EXERCISE DIRECTIONS: Go to the line containing "point(7, 78)" in the records below. Repeat it and the lines after it exactly, all the way to the end.
EXTRACTED ENTRIES: Begin
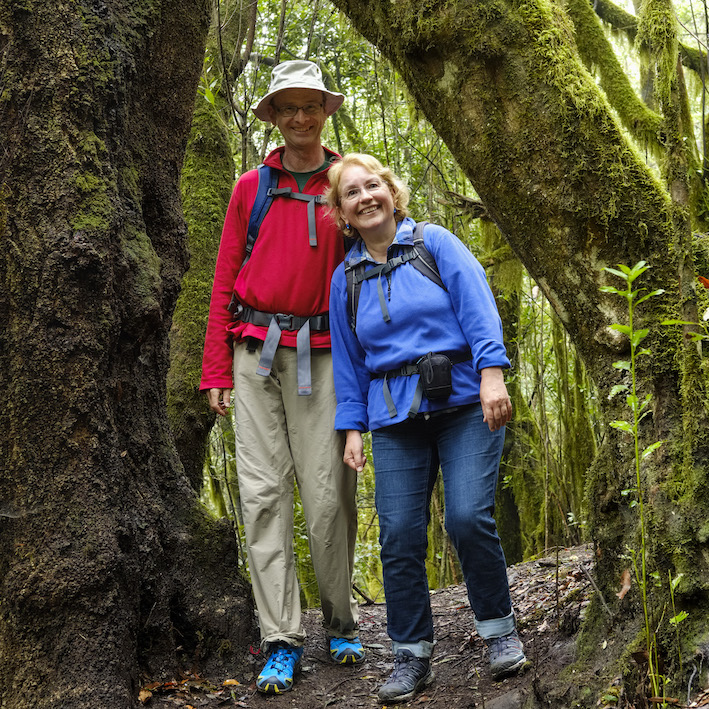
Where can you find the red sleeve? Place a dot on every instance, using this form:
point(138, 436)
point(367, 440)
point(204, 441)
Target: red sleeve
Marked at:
point(217, 357)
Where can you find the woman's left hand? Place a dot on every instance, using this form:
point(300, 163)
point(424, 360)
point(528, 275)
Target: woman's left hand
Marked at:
point(497, 407)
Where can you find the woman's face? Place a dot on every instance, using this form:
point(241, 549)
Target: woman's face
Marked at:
point(366, 202)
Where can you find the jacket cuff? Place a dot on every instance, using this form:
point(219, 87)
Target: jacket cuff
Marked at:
point(351, 415)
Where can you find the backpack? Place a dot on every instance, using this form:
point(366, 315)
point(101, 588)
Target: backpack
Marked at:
point(418, 256)
point(266, 191)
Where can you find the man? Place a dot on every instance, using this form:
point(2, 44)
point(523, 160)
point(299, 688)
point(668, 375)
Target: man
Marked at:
point(284, 399)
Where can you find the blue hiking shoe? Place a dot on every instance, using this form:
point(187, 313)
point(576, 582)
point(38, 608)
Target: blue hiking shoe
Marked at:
point(506, 655)
point(278, 673)
point(346, 651)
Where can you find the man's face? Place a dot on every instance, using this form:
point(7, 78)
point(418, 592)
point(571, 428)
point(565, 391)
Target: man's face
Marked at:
point(301, 130)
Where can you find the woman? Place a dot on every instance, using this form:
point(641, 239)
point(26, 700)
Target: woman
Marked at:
point(381, 328)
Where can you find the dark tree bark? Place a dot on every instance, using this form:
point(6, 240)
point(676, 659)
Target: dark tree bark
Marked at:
point(503, 84)
point(107, 562)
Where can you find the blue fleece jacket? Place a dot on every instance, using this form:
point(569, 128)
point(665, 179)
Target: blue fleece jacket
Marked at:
point(424, 318)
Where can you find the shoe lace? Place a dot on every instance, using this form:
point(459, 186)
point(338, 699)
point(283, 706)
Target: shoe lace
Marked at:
point(403, 666)
point(499, 646)
point(281, 658)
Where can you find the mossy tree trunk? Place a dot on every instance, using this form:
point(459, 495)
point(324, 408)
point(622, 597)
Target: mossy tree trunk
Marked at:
EXTRACTED ENTRIES: End
RESULT OF THE TASK:
point(7, 78)
point(418, 592)
point(571, 428)
point(565, 391)
Target: man's face
Marked at:
point(301, 130)
Where can you find the woman? Place a dot on every instance, using this form:
point(641, 239)
point(26, 700)
Target: woman
Marked at:
point(381, 328)
Where can you find the dark tree bark? Place a dot on every instance, using this form:
point(6, 240)
point(676, 659)
Target: dark tree bark
Marked at:
point(503, 84)
point(107, 562)
Where can you find the blue fleece jacket? Place a dot on every instance, using this form:
point(569, 128)
point(665, 179)
Target: blue fleece jacket
Marked at:
point(424, 318)
Where can you find the shoe lace? Place a dot on every instance, using this form:
point(459, 186)
point(338, 699)
point(283, 706)
Target: shoe lace
Marked at:
point(403, 666)
point(499, 646)
point(281, 658)
Where can you find the mossy tree trunk? Place a dot on every instance, using this form:
point(459, 495)
point(324, 408)
point(622, 597)
Target: mossy tree trunk
Marked at:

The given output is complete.